_Exercise details:_ Repeat the entries verbatim.

_Stored data entries:_
· · ·
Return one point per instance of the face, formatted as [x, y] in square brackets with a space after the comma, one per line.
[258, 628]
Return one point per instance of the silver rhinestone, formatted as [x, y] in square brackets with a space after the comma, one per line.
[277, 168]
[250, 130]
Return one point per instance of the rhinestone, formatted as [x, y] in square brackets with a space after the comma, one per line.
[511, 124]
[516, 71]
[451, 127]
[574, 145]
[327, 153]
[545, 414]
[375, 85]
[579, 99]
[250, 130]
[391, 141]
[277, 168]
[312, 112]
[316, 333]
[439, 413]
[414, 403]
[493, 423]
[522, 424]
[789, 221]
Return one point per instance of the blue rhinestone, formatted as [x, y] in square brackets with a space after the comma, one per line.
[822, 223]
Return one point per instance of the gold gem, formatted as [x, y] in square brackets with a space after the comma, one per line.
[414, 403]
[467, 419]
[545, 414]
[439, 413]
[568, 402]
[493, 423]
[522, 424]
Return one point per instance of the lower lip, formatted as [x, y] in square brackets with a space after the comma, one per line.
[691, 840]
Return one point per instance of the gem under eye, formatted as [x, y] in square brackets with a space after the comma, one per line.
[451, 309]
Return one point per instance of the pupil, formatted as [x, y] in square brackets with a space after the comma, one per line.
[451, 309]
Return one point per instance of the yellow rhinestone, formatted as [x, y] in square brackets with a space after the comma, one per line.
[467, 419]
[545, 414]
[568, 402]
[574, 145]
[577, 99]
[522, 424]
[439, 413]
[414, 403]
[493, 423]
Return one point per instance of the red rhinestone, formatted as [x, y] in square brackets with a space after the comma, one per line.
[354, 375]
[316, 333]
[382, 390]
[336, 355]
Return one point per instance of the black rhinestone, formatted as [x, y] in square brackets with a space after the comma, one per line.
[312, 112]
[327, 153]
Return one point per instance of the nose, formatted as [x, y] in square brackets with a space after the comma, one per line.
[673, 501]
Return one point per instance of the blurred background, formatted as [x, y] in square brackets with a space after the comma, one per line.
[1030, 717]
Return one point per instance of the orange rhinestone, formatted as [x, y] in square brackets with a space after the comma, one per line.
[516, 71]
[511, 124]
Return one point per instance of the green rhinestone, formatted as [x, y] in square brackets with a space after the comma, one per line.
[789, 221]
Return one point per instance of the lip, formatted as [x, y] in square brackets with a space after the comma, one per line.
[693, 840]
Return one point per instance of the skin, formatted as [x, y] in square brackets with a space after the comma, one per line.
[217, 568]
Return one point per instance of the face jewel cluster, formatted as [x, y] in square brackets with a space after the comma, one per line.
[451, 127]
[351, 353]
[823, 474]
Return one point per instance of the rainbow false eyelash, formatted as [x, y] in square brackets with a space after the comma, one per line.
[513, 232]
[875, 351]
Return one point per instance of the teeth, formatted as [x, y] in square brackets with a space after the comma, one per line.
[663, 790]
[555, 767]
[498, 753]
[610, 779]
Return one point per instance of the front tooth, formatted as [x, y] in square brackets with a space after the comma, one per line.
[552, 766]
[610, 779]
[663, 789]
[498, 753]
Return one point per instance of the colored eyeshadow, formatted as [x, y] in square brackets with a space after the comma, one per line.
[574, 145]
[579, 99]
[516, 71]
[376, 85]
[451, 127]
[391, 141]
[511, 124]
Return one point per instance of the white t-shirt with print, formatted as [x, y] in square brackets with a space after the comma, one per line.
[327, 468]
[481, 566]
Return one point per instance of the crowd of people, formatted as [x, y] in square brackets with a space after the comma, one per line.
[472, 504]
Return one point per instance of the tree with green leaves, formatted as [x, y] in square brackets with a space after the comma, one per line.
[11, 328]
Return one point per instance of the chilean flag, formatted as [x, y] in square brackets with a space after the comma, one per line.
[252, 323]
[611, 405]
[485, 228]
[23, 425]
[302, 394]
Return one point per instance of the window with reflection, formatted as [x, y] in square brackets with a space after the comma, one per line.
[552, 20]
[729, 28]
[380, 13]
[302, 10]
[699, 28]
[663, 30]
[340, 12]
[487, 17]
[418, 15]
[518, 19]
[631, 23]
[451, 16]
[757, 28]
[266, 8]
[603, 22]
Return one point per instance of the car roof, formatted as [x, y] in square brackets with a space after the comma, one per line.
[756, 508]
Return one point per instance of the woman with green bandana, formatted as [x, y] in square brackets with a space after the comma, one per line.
· · ·
_Result below:_
Return one point per instance of the face, formatted as [x, y] in square brackets with a space after the comma, one per line.
[258, 628]
Return one point per instance of the silver rhinestone, formatted as [x, y] in square brackets with a space after the comma, one per line.
[277, 168]
[250, 130]
Return one point per instance of the rhinestone, formatted as [x, y] in square brackets with a space after the comma, one per line.
[511, 124]
[516, 71]
[451, 127]
[574, 145]
[327, 153]
[545, 414]
[375, 85]
[579, 99]
[250, 130]
[391, 141]
[277, 168]
[312, 112]
[316, 333]
[439, 413]
[414, 403]
[493, 423]
[522, 424]
[789, 221]
Return one point per instance of the blue rhinestone, formatted as [x, y] in square brackets with a space after the comma, one per line.
[822, 223]
Return one point per instance of the gold gem, formatted as [x, y] in square brackets with a space after the comma, one per line.
[414, 403]
[467, 419]
[545, 414]
[439, 413]
[568, 402]
[493, 423]
[522, 424]
Return one point per instance of the lower lip, formatted as [x, y] in square brackets with a space after the comma, one per line.
[691, 840]
Return one point per instance of the gem under eye, formatted as [x, y] in square brackets with a space after the comma, one per line.
[451, 309]
Return one point per instance of the pupil, formatted as [x, y] in square brackets with a space after the comma, one per line.
[451, 309]
Return one point per instance of the yellow rhinestone, formatted as [x, y] in square brackets with a space after the comma, one per line.
[467, 419]
[545, 414]
[568, 402]
[574, 145]
[577, 99]
[522, 424]
[439, 413]
[414, 403]
[493, 423]
Return one point per instance of the red rhinestone, formatted as [x, y] in square brackets with a space after the comma, one per line.
[354, 375]
[316, 333]
[382, 390]
[336, 355]
Return one point per instance of the black rhinestone, formatted as [x, y] in square brackets with a space after the comma, one per line.
[312, 112]
[327, 153]
Return one point per instance of the nose, formatted as [x, y] in square brackets with a space after the comma, one per line.
[673, 501]
Return one point per instance of the blurred background, formatted as [x, y] in square brackets with a space after the comma, one per line.
[1030, 717]
Return one point per instance of the orange rhinestone, formatted as [x, y] in square brackets with a space after the comma, one per line.
[516, 71]
[511, 124]
Return one point per instance of the green rhinestone, formatted as [x, y] in square brackets with a space after the comma, one per line.
[789, 221]
Return one point per instance of the lip, formatted as [x, y] in square brackets with a space after the comma, one per line.
[693, 840]
Return one point per instance of the skin, formatted as [x, y] in square brackets with a space after the comma, one per line.
[217, 568]
Return one point per instance of the face jewel cluster, formatted as [x, y] in square brackets with a space after the comma, one per line.
[451, 127]
[351, 353]
[823, 474]
Return one point per instance of the rainbow false eyelash, formatted as [x, y] in square brackets with a space after the comma, one per line.
[513, 232]
[875, 351]
Return one point per instance of the teeth, formatted as [x, y] in square brackets with a space after the comma, one per line.
[663, 790]
[555, 767]
[498, 753]
[610, 779]
Return one point per instance of the front tooth, formatted as [x, y] in square brackets with a space after the comma, one per line.
[552, 766]
[610, 779]
[663, 789]
[498, 753]
Return one point per instance of the colored eyeshadow, formatted as [x, y] in square brackets with a space after the comma, one per line.
[574, 145]
[579, 99]
[516, 71]
[376, 85]
[451, 127]
[391, 141]
[511, 124]
Return one point per instance of the white t-shirt with print, formatted as [x, y] in square brackets with a space after the comma, one per line.
[327, 468]
[481, 566]
Return one point per instance of the crowd of people, formatted as [x, y] in square brackets with a space after the comma, one per line.
[472, 504]
Return one point per instance of the tree with green leaves, formatted as [x, y] in square brackets with a space after the comma, one per line.
[11, 328]
Return one point per instance of the chilean flag, formatted as [x, y] in square brackets with a space after the comma, one per line.
[252, 323]
[611, 405]
[485, 228]
[23, 425]
[302, 394]
Return one point per instance of the window with reflection, formatted as [x, y] in square brackets with a space after the comma, one per line.
[552, 20]
[729, 28]
[380, 13]
[302, 10]
[699, 28]
[663, 30]
[340, 12]
[487, 17]
[418, 15]
[518, 19]
[631, 23]
[451, 16]
[757, 28]
[266, 8]
[603, 22]
Return one point per instance of the car roof, formatted as [x, y] in square brackets with a space after the comma, one per line.
[756, 508]
Return one point per instance of the woman with green bandana, formatted as [x, y] in square brackets with a space after the comma, one per line.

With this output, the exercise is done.